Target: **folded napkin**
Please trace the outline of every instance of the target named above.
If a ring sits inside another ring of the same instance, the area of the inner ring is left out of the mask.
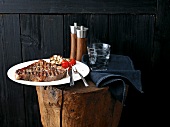
[[[83,55],[82,62],[88,65],[88,61],[88,55]],[[97,87],[109,86],[111,94],[122,103],[124,103],[126,96],[126,84],[132,85],[141,93],[143,92],[141,71],[134,69],[128,56],[111,54],[106,71],[91,70],[89,75]]]

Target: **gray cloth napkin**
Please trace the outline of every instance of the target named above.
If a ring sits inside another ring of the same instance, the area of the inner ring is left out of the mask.
[[[82,62],[88,65],[88,61],[88,55],[83,55]],[[111,94],[122,103],[125,100],[126,84],[143,93],[141,71],[134,69],[128,56],[111,54],[106,71],[91,70],[89,75],[97,87],[109,86]]]

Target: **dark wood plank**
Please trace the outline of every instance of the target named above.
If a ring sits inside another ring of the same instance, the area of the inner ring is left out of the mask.
[[[63,16],[21,15],[23,61],[63,54]],[[34,86],[25,87],[27,126],[39,127],[39,106]]]
[[[109,18],[111,51],[114,54],[127,55],[132,59],[135,69],[141,71],[144,90],[144,94],[140,94],[132,87],[129,88],[120,127],[138,126],[138,123],[141,123],[140,127],[146,126],[148,111],[145,108],[146,95],[151,92],[148,87],[153,82],[151,70],[152,53],[155,50],[154,24],[154,15],[111,15]]]
[[[128,55],[136,69],[148,71],[151,67],[154,23],[154,15],[110,15],[112,53]]]
[[[22,61],[19,15],[0,15],[0,125],[25,127],[23,86],[7,77],[7,70]]]
[[[156,13],[156,0],[4,0],[0,13]]]

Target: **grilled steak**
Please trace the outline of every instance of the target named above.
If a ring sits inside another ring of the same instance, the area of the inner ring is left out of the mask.
[[[65,78],[66,75],[67,69],[50,62],[46,62],[42,59],[27,67],[18,69],[15,72],[15,78],[17,80],[33,82],[49,82],[60,80]]]

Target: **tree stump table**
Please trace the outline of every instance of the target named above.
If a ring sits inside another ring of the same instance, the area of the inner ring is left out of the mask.
[[[117,127],[122,104],[108,87],[97,88],[91,80],[75,85],[36,87],[43,127]]]

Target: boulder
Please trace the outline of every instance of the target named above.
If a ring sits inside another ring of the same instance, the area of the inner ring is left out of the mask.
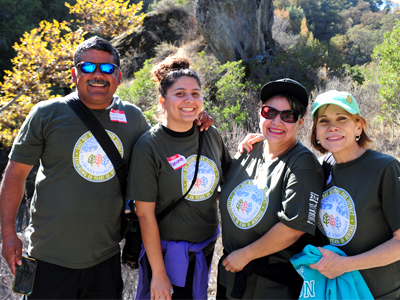
[[[221,63],[273,56],[272,0],[196,0],[199,30]]]
[[[176,22],[188,18],[183,9],[150,12],[144,18],[142,27],[112,39],[111,44],[121,55],[124,78],[133,78],[133,73],[143,67],[145,60],[155,57],[155,49],[161,42],[180,44],[182,32],[176,30]]]

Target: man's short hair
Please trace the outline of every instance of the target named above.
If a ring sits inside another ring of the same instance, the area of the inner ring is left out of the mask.
[[[114,63],[118,67],[120,66],[120,57],[117,49],[115,49],[109,41],[98,36],[93,36],[78,46],[74,53],[74,66],[76,66],[81,61],[82,53],[91,49],[106,51],[110,53],[114,59]]]

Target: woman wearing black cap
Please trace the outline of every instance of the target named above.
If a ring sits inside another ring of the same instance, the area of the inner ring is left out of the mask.
[[[318,160],[297,139],[308,104],[291,79],[261,89],[260,129],[253,151],[237,155],[222,186],[225,255],[217,299],[294,299],[302,278],[289,259],[314,235],[323,187]]]

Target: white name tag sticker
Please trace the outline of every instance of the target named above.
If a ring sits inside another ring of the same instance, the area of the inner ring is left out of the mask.
[[[174,170],[178,170],[186,165],[186,158],[183,155],[175,154],[168,157],[168,162]]]
[[[127,123],[125,112],[123,110],[111,109],[110,120],[112,122]]]

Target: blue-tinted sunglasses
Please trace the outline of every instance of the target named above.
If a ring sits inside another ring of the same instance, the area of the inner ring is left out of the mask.
[[[281,116],[281,120],[286,123],[296,123],[299,119],[299,113],[294,110],[277,110],[271,106],[263,106],[261,108],[261,116],[268,120],[273,120],[277,115]]]
[[[112,74],[118,66],[112,63],[90,63],[90,62],[80,62],[76,67],[80,67],[83,73],[93,73],[97,67],[100,67],[100,71],[104,74]]]

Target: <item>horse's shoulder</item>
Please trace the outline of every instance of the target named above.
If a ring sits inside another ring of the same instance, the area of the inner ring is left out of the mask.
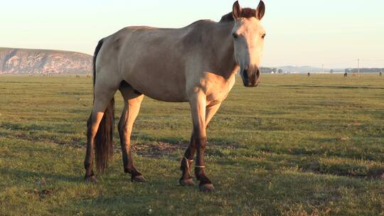
[[[201,44],[204,41],[206,32],[212,28],[214,23],[215,22],[211,20],[200,20],[183,28],[183,32],[181,36],[183,43],[187,47]]]

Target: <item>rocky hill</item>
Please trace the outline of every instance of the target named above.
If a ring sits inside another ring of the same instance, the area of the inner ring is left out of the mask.
[[[92,55],[68,51],[0,48],[0,74],[80,74],[92,70]]]

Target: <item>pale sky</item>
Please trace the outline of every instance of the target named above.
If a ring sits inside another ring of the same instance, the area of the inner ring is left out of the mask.
[[[129,26],[180,28],[218,21],[234,0],[3,1],[0,47],[93,53],[97,41]],[[257,0],[240,0],[255,8]],[[264,66],[384,68],[384,1],[265,0]]]

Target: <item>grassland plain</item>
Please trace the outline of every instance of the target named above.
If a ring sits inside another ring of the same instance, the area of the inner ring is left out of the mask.
[[[177,183],[191,131],[188,105],[149,98],[132,141],[149,182],[129,182],[116,139],[107,171],[97,184],[84,183],[91,83],[0,76],[1,215],[384,215],[378,75],[238,83],[208,131],[207,172],[217,189],[209,194]]]

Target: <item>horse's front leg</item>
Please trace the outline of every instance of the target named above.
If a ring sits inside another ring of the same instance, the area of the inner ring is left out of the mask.
[[[206,107],[206,129],[208,127],[208,124],[212,119],[212,117],[218,112],[221,103],[215,104],[213,105],[210,105]],[[181,160],[181,166],[180,169],[183,172],[183,175],[180,178],[179,183],[181,185],[195,185],[192,176],[191,175],[191,168],[192,166],[192,163],[193,162],[193,158],[195,156],[195,152],[196,151],[196,143],[195,141],[195,135],[192,132],[192,136],[191,136],[191,142],[188,146],[184,156]]]
[[[215,190],[212,182],[208,178],[205,171],[205,149],[207,144],[206,133],[206,96],[202,92],[198,92],[190,100],[192,120],[193,122],[193,138],[196,146],[196,162],[195,175],[200,181],[199,188],[201,191],[210,192]]]

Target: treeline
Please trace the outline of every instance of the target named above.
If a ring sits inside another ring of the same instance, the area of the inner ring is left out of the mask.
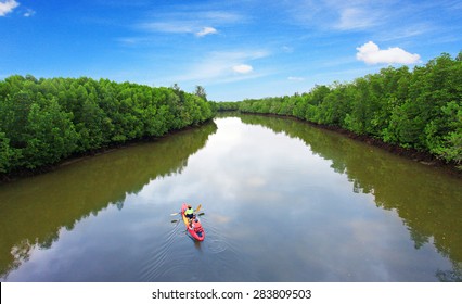
[[[295,116],[429,152],[462,167],[462,52],[455,59],[444,53],[412,71],[387,67],[303,94],[218,103],[218,110]]]
[[[107,79],[11,76],[0,81],[0,174],[197,125],[214,116],[205,90]]]

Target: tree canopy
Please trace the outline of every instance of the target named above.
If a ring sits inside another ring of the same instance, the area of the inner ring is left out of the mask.
[[[107,79],[11,76],[0,81],[0,174],[198,125],[214,116],[202,94]]]

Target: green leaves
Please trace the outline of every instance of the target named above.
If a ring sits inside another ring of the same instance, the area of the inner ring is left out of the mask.
[[[0,81],[0,173],[200,124],[213,111],[205,89],[198,93],[87,77],[8,77]]]
[[[387,67],[308,93],[219,104],[219,110],[292,115],[431,152],[462,166],[462,52],[412,72]],[[290,111],[292,110],[292,112]]]

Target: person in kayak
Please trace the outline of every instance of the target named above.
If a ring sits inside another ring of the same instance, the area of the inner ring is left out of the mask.
[[[201,221],[198,221],[197,218],[194,219],[191,228],[193,228],[196,233],[201,233],[202,231],[204,231],[204,229],[202,228],[202,224]]]
[[[184,211],[184,216],[191,221],[194,216],[194,210],[191,205],[188,205],[188,208]]]

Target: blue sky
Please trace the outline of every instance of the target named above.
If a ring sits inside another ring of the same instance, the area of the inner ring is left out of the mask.
[[[0,0],[0,79],[201,85],[238,101],[455,56],[461,33],[453,0]]]

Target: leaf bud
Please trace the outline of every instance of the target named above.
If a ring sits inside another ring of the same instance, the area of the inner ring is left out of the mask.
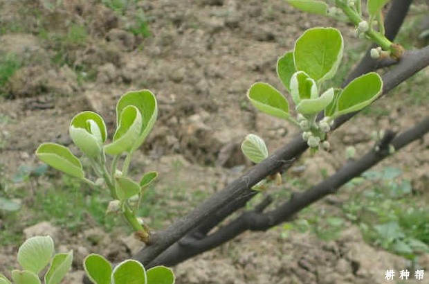
[[[306,141],[309,140],[309,138],[310,138],[311,136],[311,132],[310,132],[309,131],[306,131],[304,132],[302,132],[302,139],[305,140]]]
[[[316,136],[311,136],[307,141],[307,145],[312,148],[315,148],[319,145],[320,139]]]

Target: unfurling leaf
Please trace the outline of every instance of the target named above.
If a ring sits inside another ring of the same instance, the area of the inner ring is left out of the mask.
[[[291,6],[303,12],[311,14],[326,15],[328,12],[328,4],[318,0],[286,0]]]
[[[288,119],[290,116],[287,100],[268,84],[253,84],[247,92],[247,97],[252,105],[262,112],[284,119]]]
[[[80,161],[66,147],[54,143],[44,143],[36,150],[36,156],[40,161],[67,175],[84,178]]]
[[[330,79],[341,62],[343,48],[343,36],[336,28],[310,28],[295,43],[295,67],[318,82]]]
[[[253,163],[260,163],[266,157],[268,152],[264,140],[257,135],[250,134],[241,143],[241,152]]]

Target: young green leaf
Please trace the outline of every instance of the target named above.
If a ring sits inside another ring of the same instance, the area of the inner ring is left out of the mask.
[[[291,78],[296,72],[293,65],[293,51],[288,51],[277,61],[277,75],[286,90],[291,92]]]
[[[19,247],[18,263],[25,270],[38,274],[49,263],[53,252],[53,240],[49,236],[30,238]]]
[[[119,200],[124,201],[134,196],[141,190],[140,185],[125,177],[115,177],[116,180],[116,194]]]
[[[328,4],[318,0],[286,0],[291,6],[311,14],[327,15]]]
[[[290,116],[287,100],[269,84],[253,84],[247,92],[247,97],[252,105],[262,112],[284,119]]]
[[[372,103],[383,89],[381,77],[375,72],[352,81],[340,94],[334,116],[357,112]]]
[[[66,147],[44,143],[36,150],[36,156],[40,161],[67,175],[80,179],[84,177],[80,161]]]
[[[12,279],[15,284],[41,284],[37,275],[28,270],[12,270]]]
[[[129,105],[134,105],[142,116],[142,125],[138,139],[132,148],[132,151],[138,148],[152,130],[158,115],[158,106],[155,96],[149,90],[129,91],[123,95],[116,105],[116,122],[119,125],[120,114]]]
[[[84,268],[91,281],[95,284],[110,284],[111,265],[102,256],[91,254],[85,258]]]
[[[45,284],[58,284],[71,267],[73,251],[57,254],[54,256],[48,272],[45,274]]]
[[[158,172],[146,172],[140,181],[140,186],[142,188],[145,188],[146,186],[154,182],[154,181],[156,179],[157,177]]]
[[[330,79],[341,62],[343,48],[343,36],[336,28],[310,28],[295,43],[296,70],[304,71],[318,82]]]
[[[147,284],[174,284],[173,271],[165,266],[156,266],[146,272]]]
[[[304,115],[317,114],[325,109],[334,99],[334,88],[328,89],[318,98],[302,100],[296,110]]]
[[[73,118],[69,130],[70,137],[80,150],[89,157],[98,157],[107,131],[104,121],[93,112],[82,112]]]
[[[113,269],[113,284],[147,284],[146,271],[138,261],[127,260]]]
[[[383,6],[390,0],[368,0],[367,8],[368,9],[368,14],[372,17],[376,16],[381,10]]]
[[[253,163],[260,163],[266,157],[268,152],[264,140],[255,134],[248,134],[241,143],[241,152]]]
[[[295,105],[302,100],[316,98],[319,96],[317,84],[305,72],[295,72],[291,78],[291,94]]]
[[[138,109],[134,105],[127,105],[121,111],[113,141],[104,146],[104,150],[109,154],[116,155],[132,151],[140,135],[143,118]]]

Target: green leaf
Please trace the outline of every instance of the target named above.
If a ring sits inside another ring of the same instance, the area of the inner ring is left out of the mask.
[[[113,269],[113,284],[147,284],[146,271],[138,261],[127,260]]]
[[[19,247],[18,262],[25,270],[38,274],[49,263],[53,252],[53,240],[49,236],[30,238]]]
[[[375,72],[363,75],[343,90],[337,102],[335,116],[357,112],[370,105],[383,89],[383,81]]]
[[[286,90],[291,92],[291,78],[296,72],[293,64],[293,51],[288,51],[277,61],[277,75]]]
[[[134,196],[141,190],[140,185],[128,177],[116,176],[116,194],[119,200],[127,200],[131,196]]]
[[[44,143],[36,150],[36,156],[40,161],[67,175],[80,179],[84,177],[80,161],[66,147]]]
[[[140,181],[140,187],[142,188],[149,186],[150,184],[154,182],[155,179],[158,177],[158,172],[148,172],[143,175],[141,180]]]
[[[286,0],[291,6],[303,12],[311,14],[327,15],[328,12],[328,4],[322,1],[317,0]]]
[[[253,163],[260,163],[266,157],[268,152],[264,140],[257,135],[250,134],[241,143],[241,152]]]
[[[383,6],[384,6],[390,0],[368,0],[368,3],[367,4],[368,14],[372,17],[376,16],[381,10]]]
[[[46,284],[58,284],[71,267],[73,251],[57,254],[54,256],[48,272],[45,274]]]
[[[247,97],[252,105],[262,112],[284,119],[288,119],[290,116],[287,100],[268,84],[253,84],[247,92]]]
[[[21,209],[21,204],[12,200],[0,197],[0,210],[6,211],[17,211]]]
[[[304,115],[317,114],[325,109],[334,99],[334,88],[328,89],[318,98],[302,100],[296,110]]]
[[[310,28],[295,43],[296,70],[304,71],[318,82],[330,79],[341,62],[343,48],[343,37],[336,28]]]
[[[76,114],[70,123],[70,137],[80,150],[89,157],[98,157],[107,138],[106,123],[93,112]]]
[[[12,279],[15,284],[40,284],[37,275],[28,270],[12,270]]]
[[[317,84],[305,72],[295,72],[291,78],[291,94],[295,105],[301,100],[316,98],[318,94]]]
[[[0,284],[11,284],[9,279],[6,278],[4,275],[0,273]]]
[[[148,269],[147,284],[174,284],[173,271],[165,266],[156,266]]]
[[[113,135],[113,141],[104,147],[106,153],[111,155],[131,152],[140,135],[143,121],[138,109],[134,105],[128,105],[121,110],[119,126]]]
[[[138,148],[152,130],[158,115],[158,105],[155,96],[149,90],[129,91],[123,95],[116,105],[116,123],[119,125],[119,114],[129,105],[134,105],[142,116],[140,135],[136,141],[132,151]]]
[[[85,258],[84,268],[91,281],[95,284],[110,284],[111,265],[102,256],[91,254]]]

What to do:
Gather every line of the material above that contains the string "napkin", treating uppercase and lowercase letters as different.

Answer to the exercise:
Target: **folded napkin**
Target: **gray cloth napkin**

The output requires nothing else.